[Start EXTRACTED TEXT]

Newlyweds Claire and Jake Wright* live in Hamble in Hampshire. Claire, 33, has been training to be a vet for the past five years, and started work in September earning around £1,560 a month. Jake, 35,
is retraining as a self-employed IT consultant, and currently has around £1,000 coming in each month from a portfolio of rental properties.

The Wrights jointly own a £230,000 buy-to-let property near the Bristol Veterinary School. They have a mortgage of £175,000 that they are repaying at £780 a month, and this is more than covered by their five student tenants who pay £1,300 in rent.

This is where their joint financial commitments end. Claire and Jake's home is worth approximately £500,000 and the mortgage is held in Jake's name. He repays £1,600 a month with help from a lodger who pays £350 a month. Jake owns a further six buy-to-let flats in Cardiff, worth £495,000, with a mortgage of just £50,000 on one of them. He also has £15,000 in three savings accounts.

Claire on the other hand has accumulated a whopping £65,300 debt over the past five years. She has five credit cards totalling £13,800, in addition to a £6,000 student loan, two student overdrafts totalling £3,500 and a £12,000 career development loan. Claire also has two graduate loans totalling £28,000 and borrowed £30,000 from her parents to pay the deposit on the Bristol property.

[End EXTRACTED TEXT]

» TASKS TO COMPLETE
a) From the article about the Wrights' finances, list each of Claire's debts along with the amount given for it.
b) Carry on the article about the Wrights' finances, starting after its final sentence.

[Start RAW RECORDS]

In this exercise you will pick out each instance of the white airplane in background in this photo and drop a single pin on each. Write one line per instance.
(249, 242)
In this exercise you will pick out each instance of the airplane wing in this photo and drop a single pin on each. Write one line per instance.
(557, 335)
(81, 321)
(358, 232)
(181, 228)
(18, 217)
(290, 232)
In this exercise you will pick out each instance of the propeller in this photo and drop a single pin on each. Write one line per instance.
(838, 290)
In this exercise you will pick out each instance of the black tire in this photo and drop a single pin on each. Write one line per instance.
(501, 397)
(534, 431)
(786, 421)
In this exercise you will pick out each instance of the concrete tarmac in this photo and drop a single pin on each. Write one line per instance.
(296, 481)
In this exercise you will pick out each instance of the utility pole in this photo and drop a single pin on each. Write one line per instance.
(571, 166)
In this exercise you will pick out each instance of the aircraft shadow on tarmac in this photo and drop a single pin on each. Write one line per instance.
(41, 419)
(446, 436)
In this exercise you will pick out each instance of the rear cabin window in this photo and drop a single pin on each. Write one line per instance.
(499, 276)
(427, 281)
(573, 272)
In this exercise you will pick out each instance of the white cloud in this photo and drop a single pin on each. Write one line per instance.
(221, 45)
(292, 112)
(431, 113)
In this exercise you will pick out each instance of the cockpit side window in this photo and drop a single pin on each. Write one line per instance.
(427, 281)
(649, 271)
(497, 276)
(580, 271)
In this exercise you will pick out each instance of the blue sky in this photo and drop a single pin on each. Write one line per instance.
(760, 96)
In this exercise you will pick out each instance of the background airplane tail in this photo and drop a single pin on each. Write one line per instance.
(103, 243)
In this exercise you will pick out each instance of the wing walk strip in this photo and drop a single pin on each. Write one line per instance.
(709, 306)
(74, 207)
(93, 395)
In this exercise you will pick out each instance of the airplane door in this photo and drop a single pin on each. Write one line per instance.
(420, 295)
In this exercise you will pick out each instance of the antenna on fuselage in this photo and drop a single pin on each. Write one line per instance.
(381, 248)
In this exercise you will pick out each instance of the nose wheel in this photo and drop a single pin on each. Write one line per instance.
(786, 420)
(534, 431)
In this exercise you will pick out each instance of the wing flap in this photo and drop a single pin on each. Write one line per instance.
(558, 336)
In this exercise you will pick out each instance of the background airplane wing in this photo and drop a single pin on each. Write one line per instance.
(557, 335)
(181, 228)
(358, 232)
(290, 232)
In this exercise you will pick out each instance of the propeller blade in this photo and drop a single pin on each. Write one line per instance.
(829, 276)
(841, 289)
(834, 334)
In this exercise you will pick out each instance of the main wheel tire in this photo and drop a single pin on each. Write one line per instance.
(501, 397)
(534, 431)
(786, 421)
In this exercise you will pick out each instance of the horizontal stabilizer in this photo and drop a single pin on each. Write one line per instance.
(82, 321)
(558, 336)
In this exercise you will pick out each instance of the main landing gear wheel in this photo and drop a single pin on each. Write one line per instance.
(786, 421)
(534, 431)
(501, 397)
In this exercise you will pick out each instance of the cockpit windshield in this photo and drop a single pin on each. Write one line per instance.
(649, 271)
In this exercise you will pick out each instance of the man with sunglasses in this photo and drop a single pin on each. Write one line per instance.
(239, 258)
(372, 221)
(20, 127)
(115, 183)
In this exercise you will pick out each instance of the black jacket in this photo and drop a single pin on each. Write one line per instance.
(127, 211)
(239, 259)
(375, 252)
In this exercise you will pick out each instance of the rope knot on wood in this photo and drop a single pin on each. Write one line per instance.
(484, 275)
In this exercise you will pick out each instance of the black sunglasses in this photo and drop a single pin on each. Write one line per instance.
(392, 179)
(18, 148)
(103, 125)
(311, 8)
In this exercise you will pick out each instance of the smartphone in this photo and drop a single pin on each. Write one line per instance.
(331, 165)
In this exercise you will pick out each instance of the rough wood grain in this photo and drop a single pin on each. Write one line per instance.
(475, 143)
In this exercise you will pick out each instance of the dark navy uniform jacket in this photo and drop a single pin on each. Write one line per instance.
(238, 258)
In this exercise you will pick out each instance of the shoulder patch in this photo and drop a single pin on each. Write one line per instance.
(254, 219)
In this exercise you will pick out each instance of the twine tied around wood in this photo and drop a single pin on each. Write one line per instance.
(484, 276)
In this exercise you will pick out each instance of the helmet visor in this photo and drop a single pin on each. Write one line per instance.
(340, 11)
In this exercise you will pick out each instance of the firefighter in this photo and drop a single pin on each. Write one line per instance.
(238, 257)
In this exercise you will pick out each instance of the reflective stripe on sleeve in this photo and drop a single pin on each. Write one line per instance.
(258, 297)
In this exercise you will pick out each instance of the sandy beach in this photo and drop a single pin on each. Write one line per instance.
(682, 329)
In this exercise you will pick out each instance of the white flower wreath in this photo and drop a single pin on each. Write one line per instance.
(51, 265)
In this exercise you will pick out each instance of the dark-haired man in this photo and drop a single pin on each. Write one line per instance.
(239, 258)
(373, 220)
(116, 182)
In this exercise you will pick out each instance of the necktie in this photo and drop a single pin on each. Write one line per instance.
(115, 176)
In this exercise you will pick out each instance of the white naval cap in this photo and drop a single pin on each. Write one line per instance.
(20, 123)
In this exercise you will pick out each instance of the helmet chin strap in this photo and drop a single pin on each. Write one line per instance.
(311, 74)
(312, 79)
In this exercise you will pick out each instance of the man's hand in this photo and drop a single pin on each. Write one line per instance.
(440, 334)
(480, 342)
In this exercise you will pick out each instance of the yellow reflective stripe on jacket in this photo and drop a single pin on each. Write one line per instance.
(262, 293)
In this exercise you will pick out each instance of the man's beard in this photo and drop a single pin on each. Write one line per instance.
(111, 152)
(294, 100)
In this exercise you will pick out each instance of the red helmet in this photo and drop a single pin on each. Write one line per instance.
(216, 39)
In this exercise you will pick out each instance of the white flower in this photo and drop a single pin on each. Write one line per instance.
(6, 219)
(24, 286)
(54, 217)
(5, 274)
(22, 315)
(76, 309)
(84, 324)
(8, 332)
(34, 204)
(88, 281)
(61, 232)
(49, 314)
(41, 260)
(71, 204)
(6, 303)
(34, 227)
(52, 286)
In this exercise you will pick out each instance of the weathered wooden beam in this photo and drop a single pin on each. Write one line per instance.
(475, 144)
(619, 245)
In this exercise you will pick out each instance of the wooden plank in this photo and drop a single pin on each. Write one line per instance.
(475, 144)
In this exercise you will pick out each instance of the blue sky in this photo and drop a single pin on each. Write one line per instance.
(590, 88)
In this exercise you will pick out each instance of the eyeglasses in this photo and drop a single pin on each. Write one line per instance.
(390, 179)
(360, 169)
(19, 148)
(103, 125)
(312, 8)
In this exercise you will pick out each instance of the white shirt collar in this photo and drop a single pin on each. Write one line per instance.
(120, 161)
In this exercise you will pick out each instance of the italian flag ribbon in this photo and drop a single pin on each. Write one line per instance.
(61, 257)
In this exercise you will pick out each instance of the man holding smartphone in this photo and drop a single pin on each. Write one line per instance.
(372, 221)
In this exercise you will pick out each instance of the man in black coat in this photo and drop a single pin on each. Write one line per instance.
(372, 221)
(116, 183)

[End RAW RECORDS]

» ANSWERS GIVEN
a)
- Five credit cards: £13,800 in total
- Student loan: £6,000
- Two student overdrafts: £3,500 in total
- Career development loan: £12,000
- Two graduate loans: £28,000 in total
- Money borrowed from her parents for the Bristol property deposit: £30,000

b)
Repaying her debts costs Claire nearly £1,200 every month. "We feel we could do better in terms of managing my debt and securing our future," says Claire. "I would like to be debt-free in 10 years and we would like to have children fairly soon."

Expert's advice

Philip Pearson, from P&P Invest in Southampton, says now that Claire and Jake are married they need to consider working as a team financially. "The imbalance between Jake's assets and Claire's liabilities will work against Claire's aim to move forward financially," explains Pearson. "I strongly advise that they consider redistributing income and assets from Jake in favour of Claire to repay her debts and start regular saving. Without this approach, hard-earned income will be spent each month on debt interest payments that only benefit the bank."

Pearson recommends Jake consider selling one of his properties and using the equity to repay Claire's debts. "This will be the most cost-efficient means of maximising their assets together, otherwise the cost of Claire's debts will overwhelm her future income and provide little scope for saving," adds Pearson.

Large debts

Despite Pearson's advice, Claire and Jake are keen to keep their finances separate until they have settled into married life, which means Claire is faced with the difficult task of clearing her massive debts alone.

The first step for Claire - now she has a regular monthly wage after a number of years in education - is to work out a budget to ensure she manages her money without increasing her spending. Claire wants to start contributing to the mortgage on their Hampshire home, but this will have to be put on hold because after repaying her debts each month she is left with only £360 to live on.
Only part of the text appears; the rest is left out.